■ DOCUMENT EXCERPT ■
(begin)

My piece on The Conversation about the incompatibility of religion and science continues to be the most-read piece of the week on that site, having reached nearly 100,000 views and 655 comments. I can’t say I’m not chuffed, but of course most of the comments take issue with what I said. Well, that’s okay by me: at least they heard me.
And I continue to get a lot of private emails from believers and loons (there is substantial overlap). I’ll show two of them today. This one came from someone called “Nobody special”, who was anonymous but apparently a scientist. I didn’t realize that my piece had been republished in Newsweek, but sure enough it was, just yesterday.
Here you go. “Nobody Special”‘s comments are indented, and my responses are flush left:
War between Religion and Science?
Nobody Special
Dear Dr. Coyne,
I read your opinion piece in the Conversation and in Newsweek about whether there is a war between science and religion.
I believe you are correct when both disciplines are incorporating the “philosophies of men”. And not open to new ideas or other vantage points.
Truth is universal, whether found in science or religion it is the same. The key is what basic principles you accept at the starting point. In science we accept basic truths about our external world, then we learn and test externally to see what hypothesis are true. Do you accept basic truths about the spiritual world, then learn and test internally to see what creeds of religion are true? No you do not.
Science accepts that this existence is real and what you see, touch, smell, and hear are real. There are truths in science that can’t be proved, but are accepted by faith (without proof), because we need a starting point. Yet many people experience dreams that are so real that they don’t know they are dreams until the wake up. This questions existence. You think, therefore you are. But you cannot prove to me that you think, you can only prove it to yourself. Sounds like religion. You can prove that you have brain waves that appear similar to mine when we each think of green, but there are still differences and you cannot prove that your experience of green is the same as mine.
No, those are philosophical questions, not religious ones, and they don’t go any distance towards proving the existence of God. And, of course, someday we may be able to see what other people’s subjective experiences are like, though we already have some clues from their behavior. It is, after all, empirical study and not the Bible that revealed that color blind people see differently from the rest of us.
Thus faith is required by you that your perception of green is correct. Yet we know this is not true for everyone. Color blind people do not see what you see, and vice versa. This experience we call life is very subjective, not objective. Science tries to remove much of the subjectivity, which is good, but it is never fully successful at the task.
I’m not sure that you can say “my perception of green is correct”. If 95% the world were blue-green color blind, it would be abnormal, but given that our perceptions are evolved, I’m not sure you can say that my perception of green is “correct” any more than you can say that a gay person’s romantic feelings towards of a person of their own sex is “incorrect”.
Does this make a color blind person’s experience of the world untrue? No, he has a different vantage point.
There are spirituality blind people also. And we know for a fact that what I experience when I seek the divine is not what you experience when you seek the divine.
Does this make one of our experiences untrue? No, we have a different vantage points.
Like the color blind person can’t see green normally. You, a spiritually blind person, cannot see the divine normally.
Okay, so HOW do you see the divine “normally”? Do Muslims see it normally? How about Scientologists, or Hindus? This person somehow is deluded into thinking that there are ways to judge the divine that are objectively “true.” The impossibility of that was my whole point.
So how did you get to your vantage point on Evolution? (Which by the way I believe is one of God’s methods of eternal progression.)

(end)

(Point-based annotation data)
(begin)

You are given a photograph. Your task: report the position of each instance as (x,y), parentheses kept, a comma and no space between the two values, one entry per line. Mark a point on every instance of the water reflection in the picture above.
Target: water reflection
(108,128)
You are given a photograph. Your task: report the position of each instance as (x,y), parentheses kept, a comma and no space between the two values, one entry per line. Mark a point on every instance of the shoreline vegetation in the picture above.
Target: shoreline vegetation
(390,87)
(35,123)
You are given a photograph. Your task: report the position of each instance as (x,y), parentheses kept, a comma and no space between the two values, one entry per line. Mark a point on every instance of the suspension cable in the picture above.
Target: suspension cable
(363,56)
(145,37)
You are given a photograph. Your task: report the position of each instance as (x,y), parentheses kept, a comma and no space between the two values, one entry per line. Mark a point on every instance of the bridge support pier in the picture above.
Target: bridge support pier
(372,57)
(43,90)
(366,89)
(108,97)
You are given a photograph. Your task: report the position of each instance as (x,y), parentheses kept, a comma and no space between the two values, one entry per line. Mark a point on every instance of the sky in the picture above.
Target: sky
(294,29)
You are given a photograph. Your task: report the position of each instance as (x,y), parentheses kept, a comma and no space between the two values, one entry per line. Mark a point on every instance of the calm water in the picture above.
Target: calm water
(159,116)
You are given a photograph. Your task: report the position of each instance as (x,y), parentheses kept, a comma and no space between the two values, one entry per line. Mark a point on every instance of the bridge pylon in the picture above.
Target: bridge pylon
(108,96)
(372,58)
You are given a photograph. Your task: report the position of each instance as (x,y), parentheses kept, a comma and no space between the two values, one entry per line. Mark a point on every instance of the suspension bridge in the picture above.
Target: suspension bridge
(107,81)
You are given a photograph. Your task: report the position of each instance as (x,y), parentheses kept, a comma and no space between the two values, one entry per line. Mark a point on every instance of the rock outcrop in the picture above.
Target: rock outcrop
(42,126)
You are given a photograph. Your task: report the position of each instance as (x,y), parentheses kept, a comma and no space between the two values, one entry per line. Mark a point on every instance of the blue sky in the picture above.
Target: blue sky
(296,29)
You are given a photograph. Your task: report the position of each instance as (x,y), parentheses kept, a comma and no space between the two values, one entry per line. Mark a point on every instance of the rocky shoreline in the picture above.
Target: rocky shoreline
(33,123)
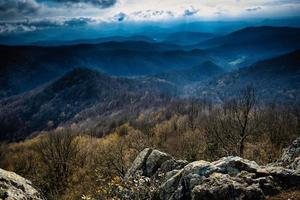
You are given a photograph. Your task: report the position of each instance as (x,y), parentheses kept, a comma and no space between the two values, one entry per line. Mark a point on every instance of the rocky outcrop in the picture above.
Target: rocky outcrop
(150,160)
(225,179)
(291,156)
(15,187)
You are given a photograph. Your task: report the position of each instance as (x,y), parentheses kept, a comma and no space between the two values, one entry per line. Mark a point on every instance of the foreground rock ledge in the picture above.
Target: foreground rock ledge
(225,179)
(15,187)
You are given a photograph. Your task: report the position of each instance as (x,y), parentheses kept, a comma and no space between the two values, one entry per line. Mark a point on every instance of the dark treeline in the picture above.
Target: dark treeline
(71,163)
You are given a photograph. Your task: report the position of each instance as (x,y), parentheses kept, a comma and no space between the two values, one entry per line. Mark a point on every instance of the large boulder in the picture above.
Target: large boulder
(291,155)
(150,160)
(15,187)
(229,178)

(end)

■ DIRECTIVES ■
[1] In the post on religion and science, how many views had the piece on The Conversation reached?
[2] Reproduce the stretch of the post on religion and science from "There are spirituality" through "of eternal progression.)".

■ SOLVED TASKS ■
[1] Nearly 100,000 views.

[2]
There are spirituality blind people also. And we know for a fact that what I experience when I seek the divine is not what you experience when you seek the divine.
Does this make one of our experiences untrue? No, we have a different vantage points.
Like the color blind person can’t see green normally. You, a spiritually blind person, cannot see the divine normally.
Okay, so HOW do you see the divine “normally”? Do Muslims see it normally? How about Scientologists, or Hindus? This person somehow is deluded into thinking that there are ways to judge the divine that are objectively “true.” The impossibility of that was my whole point.
So how did you get to your vantage point on Evolution? (Which by the way I believe is one of God’s methods of eternal progression.)